(Passage for review Opens)

The first question is what do I use to build my stand? Wood or metal? Wood is much more forgiving in that you can work with it a lot easier. Probably will be heavier in the end, but in my opinion looks nicer. Metal is hard unless you have worked with metal a lot, but there is less materials in building it.
Think about how much weight is involved in an average reef system. We have 2 tanks, the display and the sump. We have sand and rock, a range of equipment such as heaters, chillers, skimmers, and all other electrical equipment. Then theres the WATER.
To calculate the weight of a system… use averages. But always work on the heavy side of that average, as this gives you greater margin for error, and you will know that the stand is built easily strong enough. For a 50 gallon display system, Weight would be something like this;
· 50 gal (approx. 200 litre) display tank, mine is 12 mm glass and weighs about 45KG.
· Sump tank (150L) 8mm glass, weighs about 25 KG.
· 350L of water (@ 1.026kg per litre ) weighs 359KG.
· Rock, I will have about 20-30KG in mine, but this may vary, is 30KG
· Equipment in sump (simmer, heaters, return pump, sand and rock) about 50KG
When this is all added, we have a figure of 482KG. That’s nearly HALF A TONNE. Yes, this is somewhat overestimated, but even at 400kg, that’s still a lot of weight to be playing with. Weight adds up quickly, and people don’t realize when an average size system is set up.
Yes, those four legs will hold the tank most probably. But think about the floor. Unless you are on a concrete slab that is A LOT of weight concentrated into those four points. With wooden floors this could easily break through over time. Key points of a well-designed cabinet include things like:
· Designed and built taking in account the weight of tank, water, sump tank, equipment, rock, etc.
· Spreading the weight EVENLY over a wider area. I can’t stress this enough as any serious low or high points Can and WILL crack tanks. Distributing the weight over a wider area on the floor also spreads the load, meaning less stress on the floor.
· Using the right type of timber for the application.
· Building to the right height. If people are sitting down to look at your tank, don’t build it 1200 high. Vice versa, unless you want to be looking down into it, don’t build a stand 400 high if it’s going where people will be standing to look at it.
· Electricals should be neat, high, and have drip loops. They should also be placed in the most ventilated area of the cabinet to stop humidity affecting them. Use the appropriate sized cable, and if you have no electrical experience, please DON’T attempt to wire it up yourself. If things are done wrong, Your stand can turn into a bunch of ash very quickly, as well as your house.
· When you have decided on a height, You can calculate what size uprights are needed. To be honest, I personally would use 4x2 regardless. Whats worse, spending $20 dollars extra on timber of having the tanks contents on the floor? Anything over about 600mm I would recommend a perpendicular upright (3x2) screwed into the other 4x2, has structural purpose as it creates much more lateral strength.
Guys let me know what you think... probably make 3 parts. Shorter? longer? feel free to throw pics in!

(Passage for review Closes)
(Data records Opens)

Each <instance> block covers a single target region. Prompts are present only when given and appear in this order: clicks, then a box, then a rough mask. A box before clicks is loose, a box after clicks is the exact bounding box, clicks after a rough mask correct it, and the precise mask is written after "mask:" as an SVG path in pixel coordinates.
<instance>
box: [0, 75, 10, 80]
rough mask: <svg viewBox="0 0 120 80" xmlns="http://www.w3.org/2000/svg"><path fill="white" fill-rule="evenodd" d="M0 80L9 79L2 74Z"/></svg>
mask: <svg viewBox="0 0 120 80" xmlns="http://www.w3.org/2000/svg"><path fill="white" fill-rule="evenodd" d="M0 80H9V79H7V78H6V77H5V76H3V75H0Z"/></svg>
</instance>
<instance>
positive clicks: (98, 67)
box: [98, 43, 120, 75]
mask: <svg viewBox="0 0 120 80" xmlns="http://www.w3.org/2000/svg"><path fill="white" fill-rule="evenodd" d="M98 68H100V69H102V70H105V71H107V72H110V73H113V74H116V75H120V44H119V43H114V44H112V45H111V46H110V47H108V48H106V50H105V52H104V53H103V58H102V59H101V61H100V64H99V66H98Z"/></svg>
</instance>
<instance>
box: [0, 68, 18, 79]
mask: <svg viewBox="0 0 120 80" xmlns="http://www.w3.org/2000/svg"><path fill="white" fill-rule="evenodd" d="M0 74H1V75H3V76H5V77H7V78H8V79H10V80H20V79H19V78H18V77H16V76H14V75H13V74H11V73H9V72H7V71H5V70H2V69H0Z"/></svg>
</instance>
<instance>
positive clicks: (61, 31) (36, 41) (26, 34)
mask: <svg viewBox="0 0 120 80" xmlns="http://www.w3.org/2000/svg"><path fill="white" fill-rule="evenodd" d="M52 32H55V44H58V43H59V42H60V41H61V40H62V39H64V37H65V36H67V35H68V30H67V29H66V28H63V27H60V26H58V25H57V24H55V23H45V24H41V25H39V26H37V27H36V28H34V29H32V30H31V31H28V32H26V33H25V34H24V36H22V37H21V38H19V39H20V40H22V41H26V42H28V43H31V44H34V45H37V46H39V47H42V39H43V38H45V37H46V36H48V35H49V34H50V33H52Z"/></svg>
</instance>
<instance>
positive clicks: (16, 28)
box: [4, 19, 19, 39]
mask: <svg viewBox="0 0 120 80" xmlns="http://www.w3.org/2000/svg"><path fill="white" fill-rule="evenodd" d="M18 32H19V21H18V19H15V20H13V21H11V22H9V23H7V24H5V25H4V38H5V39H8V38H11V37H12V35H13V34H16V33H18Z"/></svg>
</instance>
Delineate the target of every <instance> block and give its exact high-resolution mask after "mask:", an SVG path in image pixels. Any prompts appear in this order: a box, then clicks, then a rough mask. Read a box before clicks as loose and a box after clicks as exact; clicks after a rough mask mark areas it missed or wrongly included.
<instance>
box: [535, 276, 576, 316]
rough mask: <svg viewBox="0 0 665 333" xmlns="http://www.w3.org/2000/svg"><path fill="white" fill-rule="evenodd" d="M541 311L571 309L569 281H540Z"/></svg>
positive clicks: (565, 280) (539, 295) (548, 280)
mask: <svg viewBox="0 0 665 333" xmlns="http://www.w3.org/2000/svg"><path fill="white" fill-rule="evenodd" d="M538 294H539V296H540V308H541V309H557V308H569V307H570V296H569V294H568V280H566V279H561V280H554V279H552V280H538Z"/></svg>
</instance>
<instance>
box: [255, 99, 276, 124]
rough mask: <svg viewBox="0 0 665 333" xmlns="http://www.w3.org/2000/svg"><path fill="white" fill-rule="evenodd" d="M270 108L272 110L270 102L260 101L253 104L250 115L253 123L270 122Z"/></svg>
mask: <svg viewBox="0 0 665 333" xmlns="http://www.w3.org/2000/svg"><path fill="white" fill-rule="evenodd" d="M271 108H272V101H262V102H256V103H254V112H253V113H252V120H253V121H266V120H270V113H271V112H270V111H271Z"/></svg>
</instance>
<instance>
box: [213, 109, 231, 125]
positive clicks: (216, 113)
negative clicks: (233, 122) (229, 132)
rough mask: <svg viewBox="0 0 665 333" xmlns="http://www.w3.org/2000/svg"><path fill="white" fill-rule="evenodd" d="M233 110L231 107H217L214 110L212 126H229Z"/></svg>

(Data records Closes)

→ **Problem set**
- 1) In the aquarium stand post, how thick is the glass of the sump tank?
- 2) Copy the aquarium stand post verbatim, from "To calculate the" up to and including "litre ) weighs 359KG.".
The records are separate material and are unrelated to the aquarium stand post.

→ **Answer set**
- 1) The sump tank is 8 mm glass.

- 2)
To calculate the weight of a system… use averages. But always work on the heavy side of that average, as this gives you greater margin for error, and you will know that the stand is built easily strong enough. For a 50 gallon display system, Weight would be something like this;
· 50 gal (approx. 200 litre) display tank, mine is 12 mm glass and weighs about 45KG.
· Sump tank (150L) 8mm glass, weighs about 25 KG.
· 350L of water (@ 1.026kg per litre ) weighs 359KG.